* _What the task requires_: Reproduce the items from the line containing "Identify the bird's tail above." down to the line containing "[144,125,197,141]", keeping every line. Add -92 to each bounding-box coordinate in the answers.

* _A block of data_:
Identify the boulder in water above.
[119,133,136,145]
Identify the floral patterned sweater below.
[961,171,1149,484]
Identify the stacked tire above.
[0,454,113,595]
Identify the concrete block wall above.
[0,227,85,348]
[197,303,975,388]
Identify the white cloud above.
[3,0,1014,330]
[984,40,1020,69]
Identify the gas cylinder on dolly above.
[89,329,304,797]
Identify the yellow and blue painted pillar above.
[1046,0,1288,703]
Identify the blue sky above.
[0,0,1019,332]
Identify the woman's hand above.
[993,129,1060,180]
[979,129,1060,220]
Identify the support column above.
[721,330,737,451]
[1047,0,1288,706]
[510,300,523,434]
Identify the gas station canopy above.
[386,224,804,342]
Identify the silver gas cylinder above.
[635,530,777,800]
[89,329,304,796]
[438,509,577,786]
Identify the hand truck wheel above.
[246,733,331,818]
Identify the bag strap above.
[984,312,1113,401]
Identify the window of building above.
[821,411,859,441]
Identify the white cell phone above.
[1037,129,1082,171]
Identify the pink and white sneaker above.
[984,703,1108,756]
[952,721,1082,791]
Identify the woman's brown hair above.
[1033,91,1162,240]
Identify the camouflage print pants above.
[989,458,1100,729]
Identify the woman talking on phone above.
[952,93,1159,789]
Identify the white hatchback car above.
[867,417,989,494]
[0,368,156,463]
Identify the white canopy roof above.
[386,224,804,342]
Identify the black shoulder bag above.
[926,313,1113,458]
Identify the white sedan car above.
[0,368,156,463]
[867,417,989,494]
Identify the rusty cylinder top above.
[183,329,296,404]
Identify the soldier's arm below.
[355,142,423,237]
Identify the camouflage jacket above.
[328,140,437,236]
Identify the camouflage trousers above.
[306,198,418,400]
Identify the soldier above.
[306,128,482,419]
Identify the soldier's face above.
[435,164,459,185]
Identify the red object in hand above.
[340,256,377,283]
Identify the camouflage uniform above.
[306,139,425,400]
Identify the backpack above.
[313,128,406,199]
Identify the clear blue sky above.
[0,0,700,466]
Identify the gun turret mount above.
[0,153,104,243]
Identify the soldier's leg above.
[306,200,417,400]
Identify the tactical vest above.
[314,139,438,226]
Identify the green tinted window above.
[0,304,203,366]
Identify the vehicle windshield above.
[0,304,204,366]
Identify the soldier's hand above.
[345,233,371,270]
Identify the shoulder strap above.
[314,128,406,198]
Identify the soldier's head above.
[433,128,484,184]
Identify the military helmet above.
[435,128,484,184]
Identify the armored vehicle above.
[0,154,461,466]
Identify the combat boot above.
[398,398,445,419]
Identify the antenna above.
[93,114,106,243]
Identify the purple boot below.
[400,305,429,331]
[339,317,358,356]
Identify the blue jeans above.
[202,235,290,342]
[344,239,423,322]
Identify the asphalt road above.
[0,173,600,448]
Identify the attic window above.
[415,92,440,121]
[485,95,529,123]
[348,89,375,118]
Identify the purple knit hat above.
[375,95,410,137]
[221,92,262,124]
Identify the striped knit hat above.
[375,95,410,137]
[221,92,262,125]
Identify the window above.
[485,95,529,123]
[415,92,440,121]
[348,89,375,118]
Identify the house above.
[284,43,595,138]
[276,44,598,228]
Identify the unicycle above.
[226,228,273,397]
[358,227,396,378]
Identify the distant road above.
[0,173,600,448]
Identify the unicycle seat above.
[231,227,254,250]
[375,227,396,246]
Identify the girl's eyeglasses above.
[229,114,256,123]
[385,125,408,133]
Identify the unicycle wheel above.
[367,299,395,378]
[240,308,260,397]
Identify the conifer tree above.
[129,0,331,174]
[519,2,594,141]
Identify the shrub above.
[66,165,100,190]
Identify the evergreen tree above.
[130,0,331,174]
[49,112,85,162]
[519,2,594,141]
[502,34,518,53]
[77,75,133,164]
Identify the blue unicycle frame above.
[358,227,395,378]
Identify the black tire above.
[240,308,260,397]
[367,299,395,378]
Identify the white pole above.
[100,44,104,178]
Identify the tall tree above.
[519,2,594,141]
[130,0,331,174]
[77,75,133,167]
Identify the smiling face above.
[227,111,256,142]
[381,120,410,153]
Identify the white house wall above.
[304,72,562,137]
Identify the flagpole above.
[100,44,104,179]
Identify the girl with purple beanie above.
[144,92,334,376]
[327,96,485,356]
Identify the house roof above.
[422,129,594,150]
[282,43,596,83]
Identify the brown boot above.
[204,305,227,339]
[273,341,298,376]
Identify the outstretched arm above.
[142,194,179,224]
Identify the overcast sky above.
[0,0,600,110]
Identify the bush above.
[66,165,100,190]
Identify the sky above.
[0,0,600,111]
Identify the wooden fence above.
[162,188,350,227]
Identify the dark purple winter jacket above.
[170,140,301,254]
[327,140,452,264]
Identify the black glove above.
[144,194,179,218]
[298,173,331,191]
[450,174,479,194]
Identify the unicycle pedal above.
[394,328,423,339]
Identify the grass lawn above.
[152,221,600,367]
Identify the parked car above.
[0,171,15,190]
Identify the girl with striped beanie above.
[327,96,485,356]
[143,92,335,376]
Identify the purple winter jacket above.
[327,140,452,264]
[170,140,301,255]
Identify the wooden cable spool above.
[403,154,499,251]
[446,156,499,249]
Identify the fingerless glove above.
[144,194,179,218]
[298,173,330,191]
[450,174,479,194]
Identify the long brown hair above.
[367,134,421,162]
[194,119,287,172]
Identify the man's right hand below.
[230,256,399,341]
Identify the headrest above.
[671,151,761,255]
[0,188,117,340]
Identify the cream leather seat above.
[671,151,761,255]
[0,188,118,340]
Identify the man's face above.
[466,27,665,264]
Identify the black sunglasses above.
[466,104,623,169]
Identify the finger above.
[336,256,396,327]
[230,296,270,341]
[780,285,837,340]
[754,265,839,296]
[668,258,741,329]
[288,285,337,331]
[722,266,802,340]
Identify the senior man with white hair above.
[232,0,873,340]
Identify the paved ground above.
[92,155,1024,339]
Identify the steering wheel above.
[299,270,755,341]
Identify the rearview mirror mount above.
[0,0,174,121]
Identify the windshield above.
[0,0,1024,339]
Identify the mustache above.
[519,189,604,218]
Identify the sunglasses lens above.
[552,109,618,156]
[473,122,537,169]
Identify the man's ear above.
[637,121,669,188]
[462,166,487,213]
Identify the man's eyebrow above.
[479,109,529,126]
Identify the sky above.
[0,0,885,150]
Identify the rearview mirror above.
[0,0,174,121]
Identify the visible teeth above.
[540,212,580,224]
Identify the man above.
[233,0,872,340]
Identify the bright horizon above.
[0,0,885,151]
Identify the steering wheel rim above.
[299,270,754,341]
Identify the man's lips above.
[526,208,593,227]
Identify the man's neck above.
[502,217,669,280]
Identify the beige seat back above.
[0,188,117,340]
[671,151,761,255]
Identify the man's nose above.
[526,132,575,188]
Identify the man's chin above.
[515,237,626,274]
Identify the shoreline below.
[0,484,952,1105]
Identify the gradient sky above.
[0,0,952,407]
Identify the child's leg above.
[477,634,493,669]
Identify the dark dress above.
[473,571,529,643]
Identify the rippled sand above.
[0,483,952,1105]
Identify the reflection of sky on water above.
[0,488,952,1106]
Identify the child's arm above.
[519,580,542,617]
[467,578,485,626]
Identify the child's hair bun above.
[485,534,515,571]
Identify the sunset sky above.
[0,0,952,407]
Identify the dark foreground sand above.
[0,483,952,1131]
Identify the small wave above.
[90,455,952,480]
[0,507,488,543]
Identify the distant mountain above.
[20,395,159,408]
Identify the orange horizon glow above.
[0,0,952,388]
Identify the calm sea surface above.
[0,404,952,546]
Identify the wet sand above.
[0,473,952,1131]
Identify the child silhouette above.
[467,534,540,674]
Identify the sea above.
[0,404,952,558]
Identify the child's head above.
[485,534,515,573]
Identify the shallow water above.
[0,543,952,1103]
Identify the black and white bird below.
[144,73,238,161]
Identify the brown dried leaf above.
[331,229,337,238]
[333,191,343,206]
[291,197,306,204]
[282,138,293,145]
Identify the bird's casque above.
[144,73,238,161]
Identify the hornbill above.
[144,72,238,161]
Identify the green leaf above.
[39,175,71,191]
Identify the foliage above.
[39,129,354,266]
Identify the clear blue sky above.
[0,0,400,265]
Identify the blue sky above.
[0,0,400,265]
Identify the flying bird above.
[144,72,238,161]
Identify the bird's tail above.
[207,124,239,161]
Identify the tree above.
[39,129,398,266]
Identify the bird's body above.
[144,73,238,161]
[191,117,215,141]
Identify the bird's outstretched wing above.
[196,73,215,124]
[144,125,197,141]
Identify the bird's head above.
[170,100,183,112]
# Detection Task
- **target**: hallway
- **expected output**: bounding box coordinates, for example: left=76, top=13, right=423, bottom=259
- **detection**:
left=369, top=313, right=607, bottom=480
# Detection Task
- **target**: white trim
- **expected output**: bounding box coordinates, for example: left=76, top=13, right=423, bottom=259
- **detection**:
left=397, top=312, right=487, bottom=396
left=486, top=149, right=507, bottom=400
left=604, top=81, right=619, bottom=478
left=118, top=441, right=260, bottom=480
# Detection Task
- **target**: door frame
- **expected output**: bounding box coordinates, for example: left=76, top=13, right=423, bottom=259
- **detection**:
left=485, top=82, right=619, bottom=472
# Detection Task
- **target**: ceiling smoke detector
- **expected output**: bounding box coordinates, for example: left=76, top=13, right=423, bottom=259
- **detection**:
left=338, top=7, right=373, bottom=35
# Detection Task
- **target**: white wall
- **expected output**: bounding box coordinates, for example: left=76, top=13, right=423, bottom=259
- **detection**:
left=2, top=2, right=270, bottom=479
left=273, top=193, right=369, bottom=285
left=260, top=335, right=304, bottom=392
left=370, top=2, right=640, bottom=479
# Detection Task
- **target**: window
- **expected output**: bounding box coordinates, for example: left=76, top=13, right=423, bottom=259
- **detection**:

* _Reply to the exercise_:
Identify the bird's tail above.
[115,32,147,69]
Identify the tree above.
[-53,37,306,174]
Identify the bird's body above.
[52,-19,146,69]
[99,25,123,49]
Identify the bird's outstretched wing above.
[104,-19,123,32]
[52,33,105,49]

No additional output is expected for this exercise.